**Data in this exercise:**
BEGIN
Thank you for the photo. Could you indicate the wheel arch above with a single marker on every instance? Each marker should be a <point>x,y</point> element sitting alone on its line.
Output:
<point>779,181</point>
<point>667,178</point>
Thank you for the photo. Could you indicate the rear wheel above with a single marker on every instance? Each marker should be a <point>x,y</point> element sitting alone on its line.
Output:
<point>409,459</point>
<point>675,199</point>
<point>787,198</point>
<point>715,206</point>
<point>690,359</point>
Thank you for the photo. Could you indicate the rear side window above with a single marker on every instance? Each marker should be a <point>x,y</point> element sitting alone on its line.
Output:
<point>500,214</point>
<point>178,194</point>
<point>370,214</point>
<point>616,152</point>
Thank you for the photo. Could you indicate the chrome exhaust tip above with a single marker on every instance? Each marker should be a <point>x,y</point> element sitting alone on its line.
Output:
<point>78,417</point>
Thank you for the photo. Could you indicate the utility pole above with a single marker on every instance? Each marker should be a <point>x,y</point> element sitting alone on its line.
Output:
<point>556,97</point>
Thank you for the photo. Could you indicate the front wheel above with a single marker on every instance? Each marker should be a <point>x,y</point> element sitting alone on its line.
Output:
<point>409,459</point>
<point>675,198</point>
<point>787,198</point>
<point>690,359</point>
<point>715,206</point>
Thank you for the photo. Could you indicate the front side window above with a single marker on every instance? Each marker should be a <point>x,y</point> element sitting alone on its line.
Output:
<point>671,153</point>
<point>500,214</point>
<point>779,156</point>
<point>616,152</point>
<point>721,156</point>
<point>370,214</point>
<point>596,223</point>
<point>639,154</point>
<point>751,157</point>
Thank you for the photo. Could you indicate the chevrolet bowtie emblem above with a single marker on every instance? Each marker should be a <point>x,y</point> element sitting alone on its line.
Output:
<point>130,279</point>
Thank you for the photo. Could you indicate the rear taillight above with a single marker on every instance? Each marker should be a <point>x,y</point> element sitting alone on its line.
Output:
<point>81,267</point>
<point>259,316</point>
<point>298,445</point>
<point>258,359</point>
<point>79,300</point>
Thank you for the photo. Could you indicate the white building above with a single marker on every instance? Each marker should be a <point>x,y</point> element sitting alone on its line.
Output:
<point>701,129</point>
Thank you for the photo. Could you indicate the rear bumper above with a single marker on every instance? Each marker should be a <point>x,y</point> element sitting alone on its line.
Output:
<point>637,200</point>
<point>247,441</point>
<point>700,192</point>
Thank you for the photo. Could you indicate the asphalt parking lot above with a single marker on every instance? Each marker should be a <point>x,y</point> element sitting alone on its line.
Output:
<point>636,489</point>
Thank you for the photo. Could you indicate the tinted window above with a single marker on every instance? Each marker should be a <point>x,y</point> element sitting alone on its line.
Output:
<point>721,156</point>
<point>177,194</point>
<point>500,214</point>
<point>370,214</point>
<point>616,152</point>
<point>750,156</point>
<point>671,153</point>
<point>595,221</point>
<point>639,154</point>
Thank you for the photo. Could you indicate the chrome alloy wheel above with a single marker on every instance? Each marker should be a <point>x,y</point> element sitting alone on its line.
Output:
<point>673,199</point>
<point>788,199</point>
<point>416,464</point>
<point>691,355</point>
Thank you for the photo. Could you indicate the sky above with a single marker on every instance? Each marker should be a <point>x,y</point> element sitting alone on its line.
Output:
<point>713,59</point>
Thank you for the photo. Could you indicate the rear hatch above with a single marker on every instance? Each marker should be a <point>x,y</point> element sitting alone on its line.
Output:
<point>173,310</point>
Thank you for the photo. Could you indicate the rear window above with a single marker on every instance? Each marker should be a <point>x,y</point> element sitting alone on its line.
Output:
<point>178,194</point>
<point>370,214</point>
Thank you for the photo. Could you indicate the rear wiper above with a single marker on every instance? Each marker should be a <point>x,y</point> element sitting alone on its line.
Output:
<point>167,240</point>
END
**Task details:**
Reproduce, character for character, the portion of the data above that opens with its first line and closes with the line containing "<point>78,417</point>", including both of those lines.

**Written response:**
Thank you for the photo. Could you indicate the wheel arch above with a single marker on every instance? Each marker should be a <point>x,y</point> element sitting alone on its line.
Output:
<point>779,181</point>
<point>667,178</point>
Thank you for the photo. Could you indicate the rear wheel above with a single marker on every instance? Each marker should be a <point>x,y</point> element sitting alone on its line.
Output:
<point>409,459</point>
<point>675,199</point>
<point>787,198</point>
<point>715,206</point>
<point>690,359</point>
Thank you for the photo. Could you indicate the rear side window above with a single marker on every instance? Each marker should be a <point>x,y</point> element sitting alone on its line.
Output:
<point>500,214</point>
<point>178,194</point>
<point>370,214</point>
<point>616,152</point>
Thank you for the photo. Could you indicate the chrome exhaust tip above with a single marker on every instance? Each marker should be a <point>x,y</point> element sitting alone on its line.
Output:
<point>78,417</point>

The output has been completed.